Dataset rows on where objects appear

============================================================

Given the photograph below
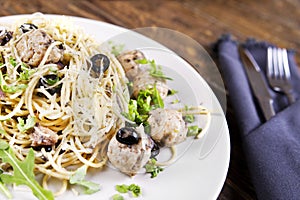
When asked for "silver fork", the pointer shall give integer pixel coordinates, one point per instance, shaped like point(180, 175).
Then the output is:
point(278, 72)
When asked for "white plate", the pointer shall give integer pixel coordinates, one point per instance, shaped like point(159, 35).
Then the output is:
point(201, 166)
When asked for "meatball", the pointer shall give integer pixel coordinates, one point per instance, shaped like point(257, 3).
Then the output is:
point(33, 45)
point(131, 155)
point(128, 61)
point(167, 127)
point(144, 80)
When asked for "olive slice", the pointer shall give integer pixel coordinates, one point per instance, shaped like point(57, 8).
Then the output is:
point(127, 135)
point(155, 150)
point(27, 27)
point(100, 63)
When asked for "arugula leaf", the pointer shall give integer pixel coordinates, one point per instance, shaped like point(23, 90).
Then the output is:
point(51, 81)
point(147, 100)
point(22, 126)
point(12, 61)
point(122, 188)
point(135, 190)
point(5, 190)
point(78, 178)
point(194, 131)
point(152, 168)
point(189, 118)
point(23, 173)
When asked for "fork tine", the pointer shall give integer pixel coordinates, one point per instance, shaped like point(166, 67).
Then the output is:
point(270, 63)
point(286, 67)
point(275, 62)
point(279, 63)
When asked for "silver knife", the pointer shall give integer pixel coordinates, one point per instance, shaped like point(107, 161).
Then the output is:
point(258, 83)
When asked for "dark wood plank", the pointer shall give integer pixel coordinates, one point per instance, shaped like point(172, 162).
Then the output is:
point(204, 22)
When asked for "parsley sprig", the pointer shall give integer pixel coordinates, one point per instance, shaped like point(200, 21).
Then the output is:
point(139, 108)
point(152, 168)
point(155, 70)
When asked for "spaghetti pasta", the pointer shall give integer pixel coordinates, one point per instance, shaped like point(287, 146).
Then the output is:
point(81, 111)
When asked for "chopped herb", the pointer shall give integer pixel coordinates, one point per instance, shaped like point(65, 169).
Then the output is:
point(194, 131)
point(133, 188)
point(13, 88)
point(22, 126)
point(155, 70)
point(26, 72)
point(142, 61)
point(12, 61)
point(117, 197)
point(51, 81)
point(116, 49)
point(175, 101)
point(22, 173)
point(78, 178)
point(152, 168)
point(189, 118)
point(172, 92)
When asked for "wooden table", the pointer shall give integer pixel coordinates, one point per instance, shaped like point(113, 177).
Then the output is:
point(204, 21)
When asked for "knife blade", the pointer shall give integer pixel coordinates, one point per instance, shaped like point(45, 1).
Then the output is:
point(258, 84)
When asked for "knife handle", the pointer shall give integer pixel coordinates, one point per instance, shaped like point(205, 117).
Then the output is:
point(267, 108)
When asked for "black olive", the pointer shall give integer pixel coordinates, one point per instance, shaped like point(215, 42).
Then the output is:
point(155, 150)
point(27, 27)
point(47, 81)
point(5, 36)
point(100, 63)
point(127, 135)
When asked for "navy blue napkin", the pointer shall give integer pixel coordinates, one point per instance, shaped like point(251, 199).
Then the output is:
point(272, 147)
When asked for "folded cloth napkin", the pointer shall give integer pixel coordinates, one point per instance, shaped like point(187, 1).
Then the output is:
point(272, 147)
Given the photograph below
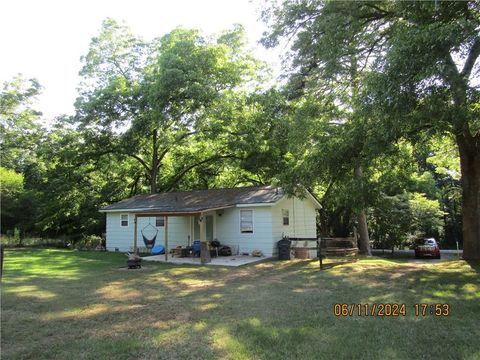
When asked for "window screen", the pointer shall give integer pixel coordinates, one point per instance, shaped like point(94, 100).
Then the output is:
point(246, 221)
point(124, 220)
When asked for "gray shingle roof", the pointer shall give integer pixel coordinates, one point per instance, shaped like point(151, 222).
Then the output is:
point(198, 200)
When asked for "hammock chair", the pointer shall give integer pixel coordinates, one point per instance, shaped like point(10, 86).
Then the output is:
point(149, 243)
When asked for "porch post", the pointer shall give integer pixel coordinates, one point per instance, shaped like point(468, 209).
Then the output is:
point(204, 251)
point(166, 238)
point(135, 234)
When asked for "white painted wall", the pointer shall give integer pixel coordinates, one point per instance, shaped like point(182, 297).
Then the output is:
point(268, 228)
point(228, 230)
point(117, 236)
point(303, 218)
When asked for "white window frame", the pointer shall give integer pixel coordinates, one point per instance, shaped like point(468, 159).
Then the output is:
point(159, 218)
point(240, 222)
point(287, 211)
point(121, 220)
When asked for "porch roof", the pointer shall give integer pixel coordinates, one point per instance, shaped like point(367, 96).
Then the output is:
point(193, 202)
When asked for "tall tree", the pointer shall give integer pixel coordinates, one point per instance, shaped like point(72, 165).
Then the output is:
point(19, 124)
point(422, 59)
point(150, 101)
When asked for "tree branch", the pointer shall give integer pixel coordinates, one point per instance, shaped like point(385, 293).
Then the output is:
point(141, 161)
point(190, 167)
point(471, 59)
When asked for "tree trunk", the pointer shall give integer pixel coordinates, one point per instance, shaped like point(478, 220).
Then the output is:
point(364, 239)
point(154, 167)
point(469, 149)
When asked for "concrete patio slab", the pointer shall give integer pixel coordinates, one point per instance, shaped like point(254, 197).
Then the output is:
point(238, 260)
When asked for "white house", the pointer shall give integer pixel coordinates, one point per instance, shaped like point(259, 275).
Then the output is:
point(246, 219)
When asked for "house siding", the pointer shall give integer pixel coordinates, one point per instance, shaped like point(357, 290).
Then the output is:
point(228, 230)
point(303, 217)
point(122, 238)
point(268, 228)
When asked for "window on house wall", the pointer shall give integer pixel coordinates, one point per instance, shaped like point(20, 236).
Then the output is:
point(286, 217)
point(246, 221)
point(159, 221)
point(124, 220)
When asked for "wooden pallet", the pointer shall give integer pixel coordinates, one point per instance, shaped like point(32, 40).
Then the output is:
point(339, 248)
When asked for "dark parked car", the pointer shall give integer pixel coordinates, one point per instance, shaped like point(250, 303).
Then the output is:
point(427, 247)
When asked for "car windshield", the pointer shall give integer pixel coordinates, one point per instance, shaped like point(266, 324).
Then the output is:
point(426, 242)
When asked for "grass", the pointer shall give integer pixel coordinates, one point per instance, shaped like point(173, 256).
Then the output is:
point(63, 304)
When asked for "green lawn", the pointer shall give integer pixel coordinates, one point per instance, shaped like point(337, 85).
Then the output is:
point(60, 304)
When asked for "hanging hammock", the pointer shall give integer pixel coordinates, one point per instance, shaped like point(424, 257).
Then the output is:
point(149, 243)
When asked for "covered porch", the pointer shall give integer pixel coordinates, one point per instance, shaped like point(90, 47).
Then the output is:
point(175, 230)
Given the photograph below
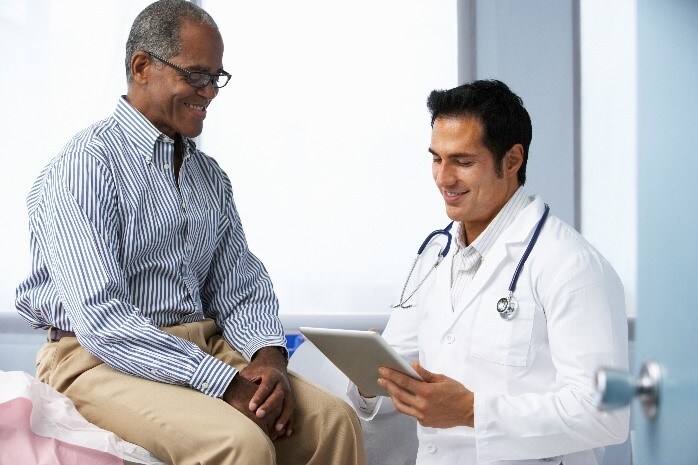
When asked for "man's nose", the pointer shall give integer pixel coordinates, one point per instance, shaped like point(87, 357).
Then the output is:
point(208, 91)
point(445, 175)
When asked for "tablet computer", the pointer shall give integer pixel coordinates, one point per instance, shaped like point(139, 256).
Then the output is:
point(358, 354)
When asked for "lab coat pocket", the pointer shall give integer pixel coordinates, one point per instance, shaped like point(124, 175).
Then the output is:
point(501, 341)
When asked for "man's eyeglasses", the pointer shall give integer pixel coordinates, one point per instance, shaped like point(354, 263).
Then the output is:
point(195, 78)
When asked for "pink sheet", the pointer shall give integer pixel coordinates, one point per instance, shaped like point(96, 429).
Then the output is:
point(22, 445)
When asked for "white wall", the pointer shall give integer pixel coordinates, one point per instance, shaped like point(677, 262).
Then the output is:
point(323, 129)
point(609, 135)
point(62, 69)
point(324, 132)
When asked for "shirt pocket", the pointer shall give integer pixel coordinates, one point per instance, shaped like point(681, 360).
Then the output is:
point(501, 341)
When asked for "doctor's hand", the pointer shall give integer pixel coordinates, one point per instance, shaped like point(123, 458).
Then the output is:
point(273, 398)
point(438, 401)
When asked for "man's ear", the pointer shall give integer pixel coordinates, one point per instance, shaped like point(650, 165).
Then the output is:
point(513, 160)
point(140, 67)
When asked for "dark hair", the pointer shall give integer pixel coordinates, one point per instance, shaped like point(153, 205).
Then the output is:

============================================================

• Written request: Rewrite the listing from its first line up to and including the line with "point(201, 166)" as a Markdown table with the columns Row and Text, giving each line its own numbered row. Leave out blank lines and the picture.

• Response for this exercise:
| Row | Text |
|---|---|
| 1 | Given the photograph below |
| 2 | When asked for "silver fork", the pointer shall give integer pixel coordinates, one point per instance, shaped like point(180, 175). |
| 3 | Then the output is: |
| 4 | point(278, 72) |
| 5 | When asked for "white plate", the pointer shall give integer pixel coordinates, one point per instance, shaped like point(159, 35). |
| 6 | Then the output is: |
| 7 | point(201, 166) |